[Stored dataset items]
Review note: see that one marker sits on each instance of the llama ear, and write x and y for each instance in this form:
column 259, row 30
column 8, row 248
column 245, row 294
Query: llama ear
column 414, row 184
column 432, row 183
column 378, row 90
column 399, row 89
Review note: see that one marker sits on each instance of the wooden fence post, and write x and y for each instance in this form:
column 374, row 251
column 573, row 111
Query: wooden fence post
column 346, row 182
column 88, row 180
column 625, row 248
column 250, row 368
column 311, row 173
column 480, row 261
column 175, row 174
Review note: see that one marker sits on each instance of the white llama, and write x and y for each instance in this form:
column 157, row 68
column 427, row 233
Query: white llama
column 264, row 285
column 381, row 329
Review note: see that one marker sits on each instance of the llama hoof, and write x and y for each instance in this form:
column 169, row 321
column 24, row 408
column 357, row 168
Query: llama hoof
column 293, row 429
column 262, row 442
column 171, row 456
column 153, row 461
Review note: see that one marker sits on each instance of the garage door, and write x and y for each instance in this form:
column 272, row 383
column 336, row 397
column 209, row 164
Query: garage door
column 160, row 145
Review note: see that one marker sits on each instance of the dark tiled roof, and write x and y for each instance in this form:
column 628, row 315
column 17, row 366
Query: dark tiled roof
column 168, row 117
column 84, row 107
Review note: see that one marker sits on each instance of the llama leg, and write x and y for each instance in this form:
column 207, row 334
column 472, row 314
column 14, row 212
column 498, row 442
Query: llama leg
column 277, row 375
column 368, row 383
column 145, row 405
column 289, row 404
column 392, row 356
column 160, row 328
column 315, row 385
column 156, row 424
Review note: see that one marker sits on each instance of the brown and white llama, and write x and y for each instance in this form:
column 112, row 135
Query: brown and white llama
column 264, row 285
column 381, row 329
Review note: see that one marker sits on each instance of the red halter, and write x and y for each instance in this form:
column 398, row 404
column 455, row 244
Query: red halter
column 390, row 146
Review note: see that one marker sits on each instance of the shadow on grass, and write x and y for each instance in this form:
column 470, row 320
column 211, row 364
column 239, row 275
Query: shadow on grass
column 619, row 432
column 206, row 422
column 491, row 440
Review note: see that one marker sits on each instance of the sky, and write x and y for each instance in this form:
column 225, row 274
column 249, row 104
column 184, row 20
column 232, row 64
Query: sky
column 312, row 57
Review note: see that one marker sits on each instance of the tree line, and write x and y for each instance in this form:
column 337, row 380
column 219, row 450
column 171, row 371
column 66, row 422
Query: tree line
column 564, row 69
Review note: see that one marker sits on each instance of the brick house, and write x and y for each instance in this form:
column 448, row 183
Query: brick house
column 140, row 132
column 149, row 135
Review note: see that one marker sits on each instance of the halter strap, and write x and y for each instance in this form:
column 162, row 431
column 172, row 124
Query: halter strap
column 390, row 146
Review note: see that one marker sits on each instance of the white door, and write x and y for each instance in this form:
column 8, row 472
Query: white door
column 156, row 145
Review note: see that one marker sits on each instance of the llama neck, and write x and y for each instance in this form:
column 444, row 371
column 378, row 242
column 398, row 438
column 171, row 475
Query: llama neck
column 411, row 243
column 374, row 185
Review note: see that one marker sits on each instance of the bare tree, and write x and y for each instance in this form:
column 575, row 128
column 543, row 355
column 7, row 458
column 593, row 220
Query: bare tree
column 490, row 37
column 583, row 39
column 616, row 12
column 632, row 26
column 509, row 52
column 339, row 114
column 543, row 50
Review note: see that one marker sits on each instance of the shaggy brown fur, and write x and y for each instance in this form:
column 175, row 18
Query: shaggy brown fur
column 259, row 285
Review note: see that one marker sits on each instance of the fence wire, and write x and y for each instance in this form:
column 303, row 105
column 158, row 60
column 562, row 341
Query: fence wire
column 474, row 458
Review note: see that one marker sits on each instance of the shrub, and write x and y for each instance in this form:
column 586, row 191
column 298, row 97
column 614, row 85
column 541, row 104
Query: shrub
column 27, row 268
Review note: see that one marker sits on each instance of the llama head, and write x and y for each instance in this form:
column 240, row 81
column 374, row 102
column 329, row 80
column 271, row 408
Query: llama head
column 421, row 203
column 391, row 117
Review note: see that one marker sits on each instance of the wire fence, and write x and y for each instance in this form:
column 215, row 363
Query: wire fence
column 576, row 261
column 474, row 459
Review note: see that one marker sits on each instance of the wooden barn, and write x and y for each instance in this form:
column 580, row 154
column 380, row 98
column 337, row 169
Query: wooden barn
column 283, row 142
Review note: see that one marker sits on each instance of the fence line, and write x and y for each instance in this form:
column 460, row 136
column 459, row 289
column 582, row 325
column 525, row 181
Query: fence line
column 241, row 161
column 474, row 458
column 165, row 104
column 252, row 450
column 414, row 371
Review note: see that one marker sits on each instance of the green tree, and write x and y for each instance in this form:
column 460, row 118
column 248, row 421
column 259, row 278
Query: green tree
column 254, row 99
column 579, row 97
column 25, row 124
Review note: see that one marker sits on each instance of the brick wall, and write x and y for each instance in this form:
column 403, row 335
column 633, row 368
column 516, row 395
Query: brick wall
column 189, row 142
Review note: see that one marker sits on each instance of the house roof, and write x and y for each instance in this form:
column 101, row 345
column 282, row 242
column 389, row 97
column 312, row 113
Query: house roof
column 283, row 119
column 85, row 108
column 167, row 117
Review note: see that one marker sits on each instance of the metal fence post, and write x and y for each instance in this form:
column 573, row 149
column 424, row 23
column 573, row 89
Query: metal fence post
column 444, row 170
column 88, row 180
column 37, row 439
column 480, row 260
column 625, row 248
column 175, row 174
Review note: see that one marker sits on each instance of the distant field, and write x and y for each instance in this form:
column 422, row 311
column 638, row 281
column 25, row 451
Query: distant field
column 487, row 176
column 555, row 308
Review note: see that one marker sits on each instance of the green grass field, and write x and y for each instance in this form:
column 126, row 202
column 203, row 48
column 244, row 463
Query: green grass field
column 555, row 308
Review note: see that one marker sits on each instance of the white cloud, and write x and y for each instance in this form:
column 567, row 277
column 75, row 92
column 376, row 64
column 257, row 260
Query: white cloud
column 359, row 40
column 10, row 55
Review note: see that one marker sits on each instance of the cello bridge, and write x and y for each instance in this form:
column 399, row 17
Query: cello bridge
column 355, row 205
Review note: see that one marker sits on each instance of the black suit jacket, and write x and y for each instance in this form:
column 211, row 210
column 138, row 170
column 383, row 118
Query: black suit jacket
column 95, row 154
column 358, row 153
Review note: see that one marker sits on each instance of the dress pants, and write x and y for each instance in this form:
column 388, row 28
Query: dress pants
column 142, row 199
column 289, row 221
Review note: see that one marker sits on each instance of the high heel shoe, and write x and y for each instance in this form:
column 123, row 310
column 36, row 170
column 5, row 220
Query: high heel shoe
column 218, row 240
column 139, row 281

» **Exercise goal**
Copy the records above exactly, beginning at the line that contains "the white llama, and" and stopping after the line that contains "column 357, row 168".

» **Task output**
Review note: see that one marker sits on each instance of the white llama, and write x and y for each instance in this form:
column 157, row 68
column 427, row 233
Query: white llama
column 264, row 285
column 381, row 329
Review note: see that one marker sits on each instance of the llama hoof, and write x and y for each instance in this form:
column 169, row 321
column 24, row 408
column 357, row 168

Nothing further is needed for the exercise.